**Written exercise:**
How many lines in the rows below contain the word "point"? Reply with the number alone.

**Entries provided:**
+++++

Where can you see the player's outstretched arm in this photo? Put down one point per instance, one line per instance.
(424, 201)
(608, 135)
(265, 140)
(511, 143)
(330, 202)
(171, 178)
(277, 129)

+++++

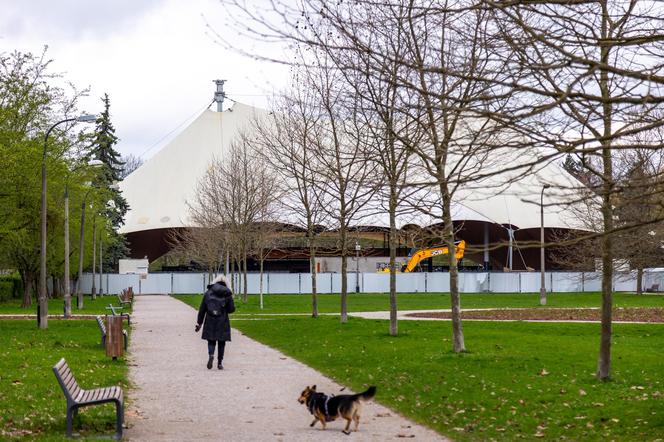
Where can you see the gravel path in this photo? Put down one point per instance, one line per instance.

+++++

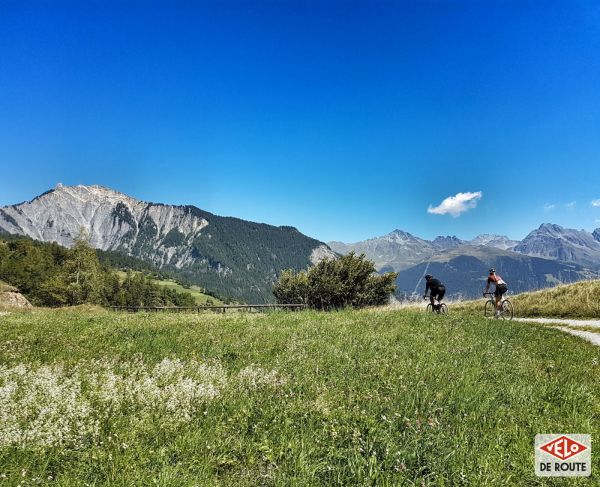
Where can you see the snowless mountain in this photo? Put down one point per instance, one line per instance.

+++++

**Exercise result:**
3